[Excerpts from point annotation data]
— begin —

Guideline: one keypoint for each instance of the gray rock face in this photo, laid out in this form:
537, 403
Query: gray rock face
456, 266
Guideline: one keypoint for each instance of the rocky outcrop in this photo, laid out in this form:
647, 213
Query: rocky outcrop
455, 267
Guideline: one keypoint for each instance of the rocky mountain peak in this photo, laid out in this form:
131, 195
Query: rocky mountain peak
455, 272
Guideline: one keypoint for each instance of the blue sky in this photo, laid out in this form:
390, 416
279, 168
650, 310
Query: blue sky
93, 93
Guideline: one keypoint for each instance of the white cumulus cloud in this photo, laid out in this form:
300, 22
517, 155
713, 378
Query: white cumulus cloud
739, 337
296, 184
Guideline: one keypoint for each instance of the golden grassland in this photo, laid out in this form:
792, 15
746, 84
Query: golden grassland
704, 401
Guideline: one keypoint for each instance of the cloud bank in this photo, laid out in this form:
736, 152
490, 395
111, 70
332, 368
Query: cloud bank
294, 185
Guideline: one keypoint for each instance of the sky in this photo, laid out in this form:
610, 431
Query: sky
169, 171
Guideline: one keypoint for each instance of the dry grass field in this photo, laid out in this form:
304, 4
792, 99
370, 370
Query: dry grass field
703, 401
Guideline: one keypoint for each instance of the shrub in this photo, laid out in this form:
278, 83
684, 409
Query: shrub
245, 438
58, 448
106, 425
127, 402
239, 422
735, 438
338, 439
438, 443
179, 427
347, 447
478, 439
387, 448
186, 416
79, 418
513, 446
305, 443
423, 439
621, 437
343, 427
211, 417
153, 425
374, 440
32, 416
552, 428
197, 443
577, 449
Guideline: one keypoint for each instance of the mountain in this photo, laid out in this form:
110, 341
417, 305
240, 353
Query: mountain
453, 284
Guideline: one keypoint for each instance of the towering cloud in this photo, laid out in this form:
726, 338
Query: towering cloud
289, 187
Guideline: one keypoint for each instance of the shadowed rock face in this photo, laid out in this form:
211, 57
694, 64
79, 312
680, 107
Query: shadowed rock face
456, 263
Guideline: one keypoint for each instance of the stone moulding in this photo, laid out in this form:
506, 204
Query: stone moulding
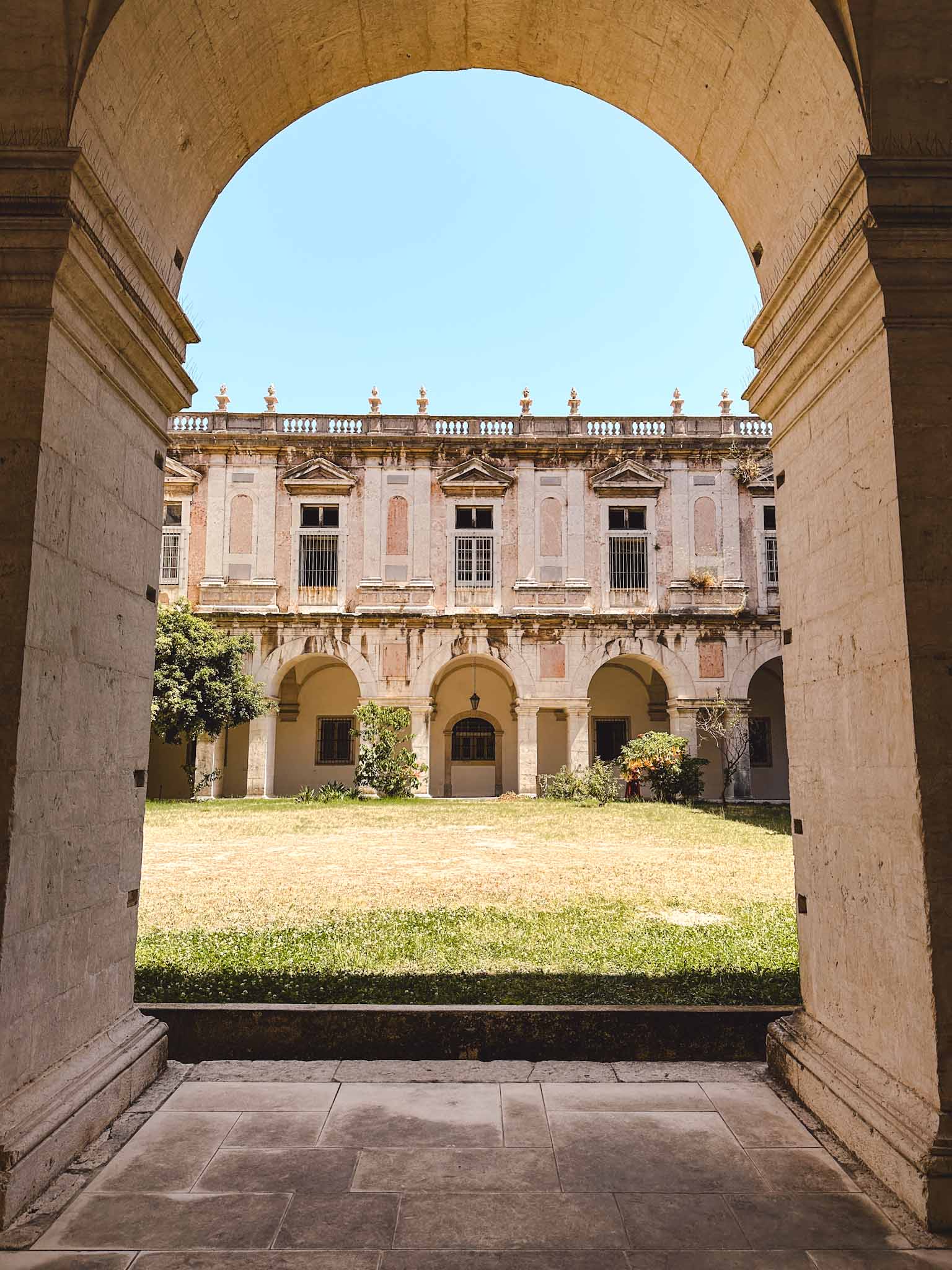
48, 1122
891, 1128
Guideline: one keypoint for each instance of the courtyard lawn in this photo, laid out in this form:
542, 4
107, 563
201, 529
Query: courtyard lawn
530, 902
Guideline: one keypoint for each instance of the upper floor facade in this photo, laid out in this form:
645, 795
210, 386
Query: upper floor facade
512, 517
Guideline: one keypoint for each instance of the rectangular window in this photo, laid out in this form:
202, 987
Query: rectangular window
172, 551
474, 517
626, 518
474, 562
318, 561
320, 517
334, 741
760, 746
627, 563
611, 735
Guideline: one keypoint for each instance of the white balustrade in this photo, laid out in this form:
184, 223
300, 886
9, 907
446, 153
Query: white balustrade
754, 427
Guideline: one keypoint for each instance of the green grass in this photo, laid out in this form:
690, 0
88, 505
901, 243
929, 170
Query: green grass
591, 953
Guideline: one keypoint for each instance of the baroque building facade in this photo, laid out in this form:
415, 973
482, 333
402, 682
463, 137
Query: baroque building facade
586, 579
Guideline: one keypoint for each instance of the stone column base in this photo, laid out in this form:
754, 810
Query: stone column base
892, 1129
48, 1122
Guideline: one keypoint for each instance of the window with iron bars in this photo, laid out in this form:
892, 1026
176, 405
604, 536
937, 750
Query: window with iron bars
318, 561
172, 551
474, 562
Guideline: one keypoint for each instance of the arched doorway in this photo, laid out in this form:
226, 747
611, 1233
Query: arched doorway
474, 751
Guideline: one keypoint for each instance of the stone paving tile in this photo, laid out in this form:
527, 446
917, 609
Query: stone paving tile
65, 1260
800, 1170
271, 1260
300, 1169
524, 1123
679, 1222
734, 1072
509, 1222
415, 1116
565, 1072
466, 1260
814, 1222
655, 1096
177, 1221
918, 1259
253, 1096
168, 1153
426, 1071
276, 1129
456, 1169
757, 1118
258, 1071
339, 1222
650, 1152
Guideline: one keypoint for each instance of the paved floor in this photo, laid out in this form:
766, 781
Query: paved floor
588, 1173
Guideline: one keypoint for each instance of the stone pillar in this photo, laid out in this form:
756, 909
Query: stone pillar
372, 500
527, 730
262, 738
855, 356
90, 358
526, 494
575, 517
267, 491
209, 757
421, 568
578, 735
215, 522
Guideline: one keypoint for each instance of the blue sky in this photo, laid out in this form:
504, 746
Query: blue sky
474, 231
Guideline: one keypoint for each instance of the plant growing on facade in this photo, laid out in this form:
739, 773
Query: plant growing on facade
200, 685
663, 761
728, 727
384, 761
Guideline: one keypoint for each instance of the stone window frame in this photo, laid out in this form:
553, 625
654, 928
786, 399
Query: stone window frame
649, 504
491, 596
298, 502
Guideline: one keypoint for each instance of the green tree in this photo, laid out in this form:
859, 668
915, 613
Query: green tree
200, 686
384, 761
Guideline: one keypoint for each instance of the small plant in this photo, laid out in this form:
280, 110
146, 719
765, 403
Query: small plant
702, 579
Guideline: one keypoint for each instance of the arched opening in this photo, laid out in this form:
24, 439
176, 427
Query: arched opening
770, 780
474, 752
314, 742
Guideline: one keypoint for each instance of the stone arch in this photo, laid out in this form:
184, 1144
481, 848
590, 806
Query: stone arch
664, 662
752, 664
757, 97
276, 666
439, 660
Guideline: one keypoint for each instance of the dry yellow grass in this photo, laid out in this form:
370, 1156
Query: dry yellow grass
242, 864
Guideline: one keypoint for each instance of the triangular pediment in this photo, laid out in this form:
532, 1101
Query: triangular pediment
180, 478
627, 478
318, 477
475, 477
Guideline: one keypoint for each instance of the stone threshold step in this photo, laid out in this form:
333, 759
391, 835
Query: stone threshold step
598, 1034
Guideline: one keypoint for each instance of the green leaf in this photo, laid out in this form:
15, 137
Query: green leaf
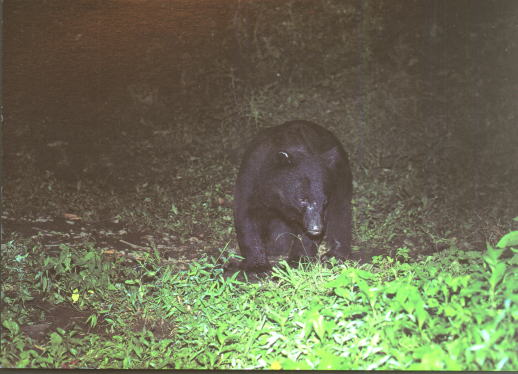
55, 339
508, 240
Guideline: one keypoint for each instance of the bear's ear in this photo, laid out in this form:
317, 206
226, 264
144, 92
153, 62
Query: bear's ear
331, 157
284, 158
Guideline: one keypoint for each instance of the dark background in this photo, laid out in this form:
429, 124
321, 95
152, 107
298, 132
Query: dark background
103, 96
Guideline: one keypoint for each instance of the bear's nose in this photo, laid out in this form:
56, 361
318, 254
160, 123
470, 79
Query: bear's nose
315, 230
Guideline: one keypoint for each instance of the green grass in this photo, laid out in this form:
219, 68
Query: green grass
454, 310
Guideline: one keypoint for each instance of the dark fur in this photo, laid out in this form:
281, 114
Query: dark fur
293, 189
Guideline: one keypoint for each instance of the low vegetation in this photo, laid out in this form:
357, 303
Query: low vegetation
455, 310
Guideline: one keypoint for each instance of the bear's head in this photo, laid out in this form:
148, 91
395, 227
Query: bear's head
299, 183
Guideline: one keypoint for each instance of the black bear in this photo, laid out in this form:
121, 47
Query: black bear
294, 188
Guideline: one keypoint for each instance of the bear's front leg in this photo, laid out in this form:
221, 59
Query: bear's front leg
251, 245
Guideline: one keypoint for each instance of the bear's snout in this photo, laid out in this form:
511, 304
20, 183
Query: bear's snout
313, 223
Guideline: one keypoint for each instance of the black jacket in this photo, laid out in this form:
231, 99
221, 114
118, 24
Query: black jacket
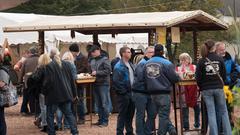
205, 75
59, 85
102, 67
35, 82
159, 75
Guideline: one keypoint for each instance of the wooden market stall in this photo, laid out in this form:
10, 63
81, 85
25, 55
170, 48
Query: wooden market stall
158, 25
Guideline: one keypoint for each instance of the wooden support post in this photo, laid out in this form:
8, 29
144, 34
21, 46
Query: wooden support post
41, 42
151, 38
95, 38
195, 45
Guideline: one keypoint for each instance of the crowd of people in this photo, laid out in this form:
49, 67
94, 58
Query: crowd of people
143, 89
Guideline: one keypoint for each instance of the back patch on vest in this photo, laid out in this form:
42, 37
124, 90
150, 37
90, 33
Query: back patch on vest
153, 70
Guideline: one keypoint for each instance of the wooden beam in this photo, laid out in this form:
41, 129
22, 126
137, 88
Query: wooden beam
113, 31
41, 42
95, 38
195, 45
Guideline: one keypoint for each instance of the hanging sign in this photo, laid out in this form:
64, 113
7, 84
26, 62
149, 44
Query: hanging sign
175, 34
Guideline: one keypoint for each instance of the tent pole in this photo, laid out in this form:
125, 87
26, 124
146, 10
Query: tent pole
95, 38
195, 45
41, 42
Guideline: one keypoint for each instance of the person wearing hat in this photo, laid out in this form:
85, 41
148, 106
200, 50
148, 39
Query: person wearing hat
159, 77
28, 67
142, 99
123, 77
101, 68
82, 66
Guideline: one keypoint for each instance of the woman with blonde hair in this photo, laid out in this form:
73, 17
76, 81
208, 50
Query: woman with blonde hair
210, 74
187, 70
68, 57
37, 80
60, 92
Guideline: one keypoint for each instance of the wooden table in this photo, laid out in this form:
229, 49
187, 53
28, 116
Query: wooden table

— end —

* Short task
Exclude all pictures and reproduce verbatim the lines running from the line that contains "Guideline: one keypoint for each instance of the black jacket" to the end of the data above, both ends included.

* Solution to the problem
Guideline: one keypoint for each instance of the black jacket in this photo, laid out in this form:
231, 99
221, 114
118, 24
Query: black jacket
205, 75
59, 85
102, 67
35, 82
159, 75
Guideline: one keypoint for each instance of the wooden market stall in this photo, laid out in this form:
10, 63
81, 85
25, 55
170, 48
Query: wooden market stall
158, 25
Guideline: one keypoint for each instance of the wooden support post in this photo, laid out in this form:
8, 29
144, 34
21, 46
Query: wooden support post
41, 42
151, 38
95, 38
195, 45
Guideline: one keypoint for each instance of the crowd of people in this photo, laid out in this form:
49, 67
94, 58
Query: crowd of people
143, 89
Guideline: one keypoint for each instance of the back patch on vest in this photo, laid out in this form:
42, 37
124, 90
150, 37
90, 33
Query: back patch on vest
153, 70
Guideline: one keypoint for each instance of the wooden beam in this photo, laid out in this form:
41, 129
22, 126
137, 88
Query: wooden beam
113, 31
41, 42
95, 38
195, 45
Guideline: one keypoint for each instance of the hanging sign in this photo, laid out in this form:
64, 113
7, 84
26, 62
149, 44
Query: hanging sign
175, 34
Guideline: one keypoint for each instance of the tent pole in this photo, laid out in this form:
125, 87
26, 124
146, 10
Query: tent pole
95, 38
195, 45
41, 42
Guideline: one keypoint for each instance of the person wearing hat in this photo, laid out in this form:
85, 41
148, 106
200, 50
148, 39
Query: person wearing hat
159, 77
28, 67
142, 99
123, 77
101, 68
82, 66
Guideline: one keypoint for each instance of the woman with blonde hair in this photo, laid out in this form:
73, 17
76, 81
208, 50
Query: woman with blonde hair
210, 74
187, 70
68, 57
37, 80
60, 92
Guideline: one keypoint for each instance of the wooden table in this photo, laid out in this form:
229, 49
187, 53
28, 116
Query: wooden table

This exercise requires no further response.